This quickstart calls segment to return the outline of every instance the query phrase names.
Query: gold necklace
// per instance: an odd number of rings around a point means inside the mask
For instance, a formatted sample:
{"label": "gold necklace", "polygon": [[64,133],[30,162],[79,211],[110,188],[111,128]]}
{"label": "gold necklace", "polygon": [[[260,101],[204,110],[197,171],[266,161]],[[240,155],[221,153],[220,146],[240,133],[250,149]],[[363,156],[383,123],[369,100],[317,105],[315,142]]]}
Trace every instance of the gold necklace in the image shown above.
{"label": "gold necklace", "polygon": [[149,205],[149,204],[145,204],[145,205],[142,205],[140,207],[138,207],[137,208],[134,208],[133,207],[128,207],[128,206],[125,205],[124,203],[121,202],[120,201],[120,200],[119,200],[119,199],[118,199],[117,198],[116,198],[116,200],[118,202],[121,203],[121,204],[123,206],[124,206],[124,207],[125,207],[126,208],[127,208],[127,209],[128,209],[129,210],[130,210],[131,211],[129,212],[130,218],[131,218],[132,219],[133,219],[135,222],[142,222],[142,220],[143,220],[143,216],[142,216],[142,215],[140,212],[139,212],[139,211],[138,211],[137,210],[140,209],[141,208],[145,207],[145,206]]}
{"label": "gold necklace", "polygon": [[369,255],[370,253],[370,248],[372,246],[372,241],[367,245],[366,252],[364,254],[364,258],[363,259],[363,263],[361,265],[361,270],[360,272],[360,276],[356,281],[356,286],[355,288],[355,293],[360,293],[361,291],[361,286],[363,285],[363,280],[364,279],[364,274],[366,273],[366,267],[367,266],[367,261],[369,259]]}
----------------------------------------
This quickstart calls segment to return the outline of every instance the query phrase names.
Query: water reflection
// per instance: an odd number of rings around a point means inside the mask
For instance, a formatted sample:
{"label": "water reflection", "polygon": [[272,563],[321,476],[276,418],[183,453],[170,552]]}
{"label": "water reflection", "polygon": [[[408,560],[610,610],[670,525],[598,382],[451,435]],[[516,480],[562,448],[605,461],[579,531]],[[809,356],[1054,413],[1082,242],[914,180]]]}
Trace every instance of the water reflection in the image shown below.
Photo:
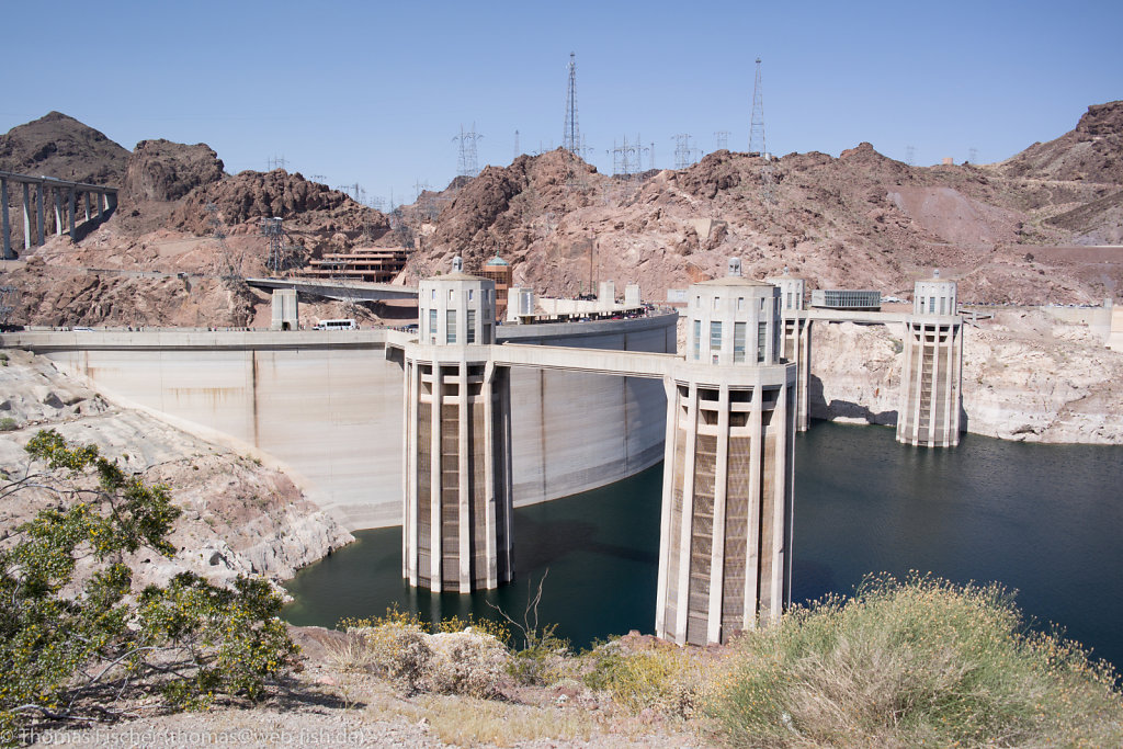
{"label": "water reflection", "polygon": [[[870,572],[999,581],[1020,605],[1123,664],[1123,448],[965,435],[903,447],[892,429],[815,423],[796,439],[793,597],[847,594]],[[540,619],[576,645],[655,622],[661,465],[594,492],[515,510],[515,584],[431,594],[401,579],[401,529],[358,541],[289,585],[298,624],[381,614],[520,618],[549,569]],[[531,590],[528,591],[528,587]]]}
----------------------------------------
▸ **Verilen görev**: Kayıtlarda "shown" sözcüğünün geçtiği satırları sayın. Yalnızca sayıyı yazın.

▸ **Doğru cevap**: 2